-------- EXERCISE INPUTS --------

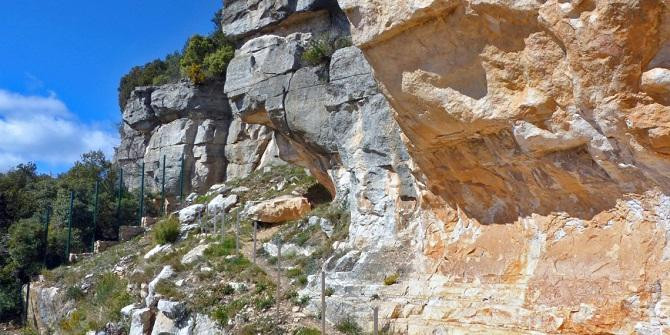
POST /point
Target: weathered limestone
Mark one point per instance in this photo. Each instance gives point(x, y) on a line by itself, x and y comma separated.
point(280, 209)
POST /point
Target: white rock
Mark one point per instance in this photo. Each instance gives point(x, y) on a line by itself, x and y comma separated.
point(166, 273)
point(128, 310)
point(288, 249)
point(195, 254)
point(163, 325)
point(161, 248)
point(189, 214)
point(241, 189)
point(221, 204)
point(326, 226)
point(172, 309)
point(206, 326)
point(140, 322)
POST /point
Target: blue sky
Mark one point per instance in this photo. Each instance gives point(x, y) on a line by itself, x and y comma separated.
point(60, 65)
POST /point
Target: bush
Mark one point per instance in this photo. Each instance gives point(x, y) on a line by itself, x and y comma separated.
point(307, 331)
point(195, 74)
point(349, 326)
point(216, 63)
point(166, 231)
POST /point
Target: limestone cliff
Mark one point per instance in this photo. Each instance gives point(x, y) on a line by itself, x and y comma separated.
point(507, 159)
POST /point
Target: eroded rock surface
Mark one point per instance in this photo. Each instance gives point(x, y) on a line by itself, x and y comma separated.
point(539, 138)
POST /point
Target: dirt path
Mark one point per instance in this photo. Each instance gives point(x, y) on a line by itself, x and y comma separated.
point(285, 305)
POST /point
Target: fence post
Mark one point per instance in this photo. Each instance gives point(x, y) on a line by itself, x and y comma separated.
point(223, 225)
point(323, 302)
point(46, 235)
point(163, 189)
point(95, 214)
point(181, 181)
point(69, 229)
point(375, 320)
point(254, 251)
point(278, 282)
point(142, 195)
point(118, 203)
point(25, 321)
point(237, 234)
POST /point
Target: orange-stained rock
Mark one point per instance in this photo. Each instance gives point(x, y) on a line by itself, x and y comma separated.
point(281, 209)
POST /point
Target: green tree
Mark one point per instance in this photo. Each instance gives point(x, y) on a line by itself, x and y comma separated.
point(216, 63)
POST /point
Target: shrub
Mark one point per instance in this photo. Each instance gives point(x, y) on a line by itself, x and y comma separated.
point(306, 331)
point(169, 289)
point(216, 63)
point(223, 313)
point(264, 303)
point(390, 280)
point(195, 74)
point(74, 293)
point(349, 326)
point(166, 231)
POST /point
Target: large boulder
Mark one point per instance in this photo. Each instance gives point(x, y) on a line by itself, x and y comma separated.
point(281, 209)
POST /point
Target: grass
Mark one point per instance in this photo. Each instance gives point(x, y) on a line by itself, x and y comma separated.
point(391, 279)
point(166, 231)
point(101, 305)
point(169, 289)
point(226, 312)
point(349, 326)
point(307, 331)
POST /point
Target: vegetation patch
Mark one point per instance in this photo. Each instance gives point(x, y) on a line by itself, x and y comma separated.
point(349, 326)
point(166, 231)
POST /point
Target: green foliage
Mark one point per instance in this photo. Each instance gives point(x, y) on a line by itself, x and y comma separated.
point(25, 197)
point(169, 289)
point(156, 72)
point(216, 63)
point(391, 279)
point(206, 57)
point(225, 312)
point(307, 331)
point(166, 231)
point(74, 293)
point(321, 49)
point(349, 326)
point(264, 303)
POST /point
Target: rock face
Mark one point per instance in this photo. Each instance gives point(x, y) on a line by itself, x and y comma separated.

--------

TASK TO CARRY OUT: Would you copy every line of the entries in which "green" appears?

THE ANSWER:
Target: green tree
Target: green foliage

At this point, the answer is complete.